## WORK REQUEST A
In the article on parvovirus in dogs, through what can the disease be passed?
## WORK REQUEST B
Extend the article on parvovirus in dogs, starting after its final sentence.

## SUPPLIED TEXT
--------------------

The deadly parvovirus disease in dogs reaches its peak every Spring. The disease attacks the animal's intestines and is highly contagious

Dogs or puppies are most at risk and while there is a treatment, there is no cure. Parvo can be picked up at places where dogs come into contact with each other. It can be passed through feces, vomit or saliva.

'It's all over the place," said an angry Charles Belline.

He is picking up dog feces left at a park by another dog owner. He doesn't want to risk his dogs going near it in case the animal was sick.

"If the dog sniffs it and starts licking it, or eating it, that's another way they can catch it," Belline said.

His dogs, Chanel and Panda, are his best friends. He lost his Pomeranian Frosty to parvovirus last week. 

"We're just heartbroken," he said.

Vicki Higgins knows the pain of losing a dog to parvo.

"We didn't know, we thought it was just the doggy flu," she said.

Now, her second dog, a 16-month-old Chihuahua mix, Marley, is battling the virus.

"If we can get him through the symptoms, and get him to eat, he might survive," she said

Veterinarians say vaccinations are the key to preventing parvo. Higgins and Belline say their dogs had their shots. Even so, veterinarian Debbie White at Lone Mountain Animal Hospital said timing can make a difference.

--------------------

Natural-language object grounding data
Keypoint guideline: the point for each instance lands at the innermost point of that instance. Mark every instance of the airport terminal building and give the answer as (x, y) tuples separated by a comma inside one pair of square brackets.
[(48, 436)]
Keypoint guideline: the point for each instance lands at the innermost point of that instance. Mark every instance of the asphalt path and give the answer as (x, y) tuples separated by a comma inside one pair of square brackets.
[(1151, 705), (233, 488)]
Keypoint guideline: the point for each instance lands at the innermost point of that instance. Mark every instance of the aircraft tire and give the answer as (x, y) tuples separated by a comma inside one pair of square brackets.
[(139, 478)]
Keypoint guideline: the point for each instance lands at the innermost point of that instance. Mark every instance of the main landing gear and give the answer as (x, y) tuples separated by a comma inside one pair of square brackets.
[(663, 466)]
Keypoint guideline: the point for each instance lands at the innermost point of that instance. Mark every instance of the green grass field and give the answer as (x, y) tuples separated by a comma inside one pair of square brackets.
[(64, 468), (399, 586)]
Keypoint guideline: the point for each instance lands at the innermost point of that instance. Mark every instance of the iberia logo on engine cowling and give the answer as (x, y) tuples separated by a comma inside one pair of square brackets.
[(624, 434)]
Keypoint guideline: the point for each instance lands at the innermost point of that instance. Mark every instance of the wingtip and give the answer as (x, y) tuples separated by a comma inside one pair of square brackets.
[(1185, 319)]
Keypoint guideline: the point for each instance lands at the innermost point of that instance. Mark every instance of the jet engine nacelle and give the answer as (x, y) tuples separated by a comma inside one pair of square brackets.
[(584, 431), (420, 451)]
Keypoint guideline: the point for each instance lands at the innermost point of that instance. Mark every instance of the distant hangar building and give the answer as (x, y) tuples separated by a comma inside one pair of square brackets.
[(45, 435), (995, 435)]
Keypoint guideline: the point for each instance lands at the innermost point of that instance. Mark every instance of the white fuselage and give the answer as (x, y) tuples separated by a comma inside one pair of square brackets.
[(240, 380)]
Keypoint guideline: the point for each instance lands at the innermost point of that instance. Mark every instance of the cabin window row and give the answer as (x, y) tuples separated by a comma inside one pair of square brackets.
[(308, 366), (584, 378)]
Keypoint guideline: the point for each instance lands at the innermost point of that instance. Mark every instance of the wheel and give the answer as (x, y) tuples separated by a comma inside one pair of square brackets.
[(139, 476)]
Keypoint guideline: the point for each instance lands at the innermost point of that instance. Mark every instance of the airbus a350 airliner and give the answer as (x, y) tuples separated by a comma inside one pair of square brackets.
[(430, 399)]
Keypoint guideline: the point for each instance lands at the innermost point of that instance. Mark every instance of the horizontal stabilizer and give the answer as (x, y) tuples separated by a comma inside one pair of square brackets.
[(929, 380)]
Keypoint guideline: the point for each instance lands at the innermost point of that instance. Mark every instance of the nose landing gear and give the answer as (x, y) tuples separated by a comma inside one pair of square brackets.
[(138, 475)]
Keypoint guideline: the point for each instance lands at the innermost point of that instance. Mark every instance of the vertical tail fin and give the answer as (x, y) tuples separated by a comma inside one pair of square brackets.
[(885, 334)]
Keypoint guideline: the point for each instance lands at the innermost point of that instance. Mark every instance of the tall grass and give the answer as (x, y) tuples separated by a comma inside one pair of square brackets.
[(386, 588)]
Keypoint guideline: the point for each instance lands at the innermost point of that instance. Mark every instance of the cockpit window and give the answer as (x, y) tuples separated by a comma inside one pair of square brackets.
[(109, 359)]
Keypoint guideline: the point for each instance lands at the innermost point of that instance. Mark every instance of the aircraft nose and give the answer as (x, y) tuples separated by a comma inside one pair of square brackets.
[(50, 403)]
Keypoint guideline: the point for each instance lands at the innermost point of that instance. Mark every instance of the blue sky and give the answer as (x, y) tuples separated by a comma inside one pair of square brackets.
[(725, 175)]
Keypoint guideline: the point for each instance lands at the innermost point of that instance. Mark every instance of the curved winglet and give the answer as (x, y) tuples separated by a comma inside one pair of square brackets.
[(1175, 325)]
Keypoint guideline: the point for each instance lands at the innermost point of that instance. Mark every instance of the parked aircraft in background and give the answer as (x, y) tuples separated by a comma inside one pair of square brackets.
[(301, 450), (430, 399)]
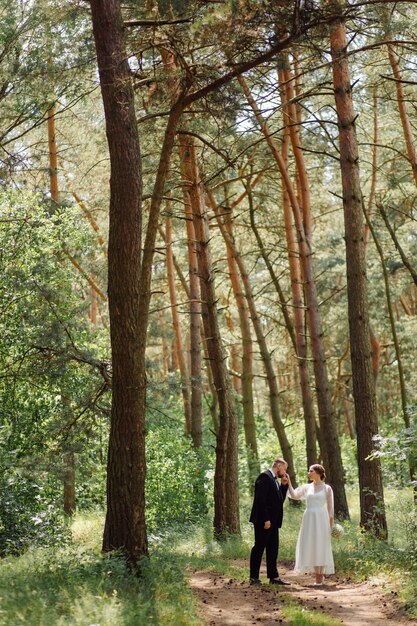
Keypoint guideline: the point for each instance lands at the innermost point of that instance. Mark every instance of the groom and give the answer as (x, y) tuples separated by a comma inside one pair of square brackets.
[(266, 516)]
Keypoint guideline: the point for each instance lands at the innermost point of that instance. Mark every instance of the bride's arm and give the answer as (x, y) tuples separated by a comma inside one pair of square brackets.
[(298, 493), (330, 504)]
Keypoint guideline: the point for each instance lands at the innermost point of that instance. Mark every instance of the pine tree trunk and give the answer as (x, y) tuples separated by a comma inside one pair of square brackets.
[(247, 361), (177, 328), (265, 354), (69, 483), (370, 478), (405, 122), (53, 155), (195, 332), (328, 429), (125, 527)]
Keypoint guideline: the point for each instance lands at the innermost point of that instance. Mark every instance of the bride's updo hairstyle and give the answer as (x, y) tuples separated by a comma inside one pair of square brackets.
[(319, 469)]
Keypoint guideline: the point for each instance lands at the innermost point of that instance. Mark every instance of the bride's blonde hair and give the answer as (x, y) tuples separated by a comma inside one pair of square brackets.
[(319, 469)]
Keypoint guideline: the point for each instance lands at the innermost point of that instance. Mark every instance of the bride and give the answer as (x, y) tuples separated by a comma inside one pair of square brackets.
[(314, 550)]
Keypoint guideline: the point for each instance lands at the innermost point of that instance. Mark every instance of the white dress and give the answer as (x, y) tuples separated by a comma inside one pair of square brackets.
[(314, 548)]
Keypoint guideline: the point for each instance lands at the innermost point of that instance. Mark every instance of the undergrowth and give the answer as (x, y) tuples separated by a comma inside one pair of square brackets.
[(75, 585)]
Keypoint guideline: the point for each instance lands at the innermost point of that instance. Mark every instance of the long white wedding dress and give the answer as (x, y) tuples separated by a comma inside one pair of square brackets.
[(314, 548)]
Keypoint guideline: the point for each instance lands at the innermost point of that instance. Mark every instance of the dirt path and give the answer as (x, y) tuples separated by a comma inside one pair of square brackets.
[(227, 602)]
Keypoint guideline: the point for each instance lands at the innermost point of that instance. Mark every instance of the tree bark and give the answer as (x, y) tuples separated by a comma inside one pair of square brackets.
[(249, 425), (185, 390), (53, 155), (263, 348), (291, 120), (69, 483), (125, 527), (226, 492), (327, 422), (405, 122), (370, 478)]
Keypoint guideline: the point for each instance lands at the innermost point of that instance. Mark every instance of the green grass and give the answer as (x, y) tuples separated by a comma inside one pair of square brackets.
[(76, 586)]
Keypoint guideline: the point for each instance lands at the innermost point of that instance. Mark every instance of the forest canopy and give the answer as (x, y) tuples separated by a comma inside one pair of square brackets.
[(207, 250)]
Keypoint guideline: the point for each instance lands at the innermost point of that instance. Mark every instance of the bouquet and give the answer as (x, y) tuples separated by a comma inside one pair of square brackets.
[(337, 531)]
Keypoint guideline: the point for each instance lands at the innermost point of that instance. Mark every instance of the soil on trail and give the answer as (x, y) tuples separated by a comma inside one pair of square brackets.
[(227, 602)]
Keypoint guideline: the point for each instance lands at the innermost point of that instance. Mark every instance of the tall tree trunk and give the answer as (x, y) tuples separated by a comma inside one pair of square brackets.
[(291, 120), (195, 330), (405, 122), (249, 425), (69, 483), (265, 354), (53, 155), (327, 422), (370, 478), (233, 352), (185, 390), (398, 358), (226, 492), (125, 527)]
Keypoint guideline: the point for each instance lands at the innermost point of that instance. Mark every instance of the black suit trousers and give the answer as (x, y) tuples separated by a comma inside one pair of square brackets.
[(265, 540)]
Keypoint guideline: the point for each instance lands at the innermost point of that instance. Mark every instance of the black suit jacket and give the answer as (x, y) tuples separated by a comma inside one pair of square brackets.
[(268, 500)]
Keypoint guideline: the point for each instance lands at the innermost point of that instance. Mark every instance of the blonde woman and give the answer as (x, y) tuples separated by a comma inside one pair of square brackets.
[(313, 553)]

--------------------

## TASK RESPONSE A
Through feces, vomit or saliva.

## TASK RESPONSE B
"It's very important, not only to receive some vaccinations but to get them at the right age and at the right interval, giving them too soon between vaccines can invalidate the vaccines," she said.

White also warns pet owners to know the symptoms of parvo.

"Loss of appetite, vomiting, diarrhea, especially blood diarrhea, all of these are symptoms and you need to get your pet to the vet," she said.

Higgins is still mourning the loss of her other dog, Luna, who died Sunday.

"If they're not right, have them checked immediately, don't wait, I miss my Luna so badly," she said. "I only hope we can save Marley, we're doing everything we can."

Doctors say it's possible, but rare for your pet to get parvo if they have had a full series of vaccines. Vets say pets from six weeks to 16 weeks must receive a full series of vaccines.

Cats can also get parvo, but it is a feline version. It is also preventable with vaccinations.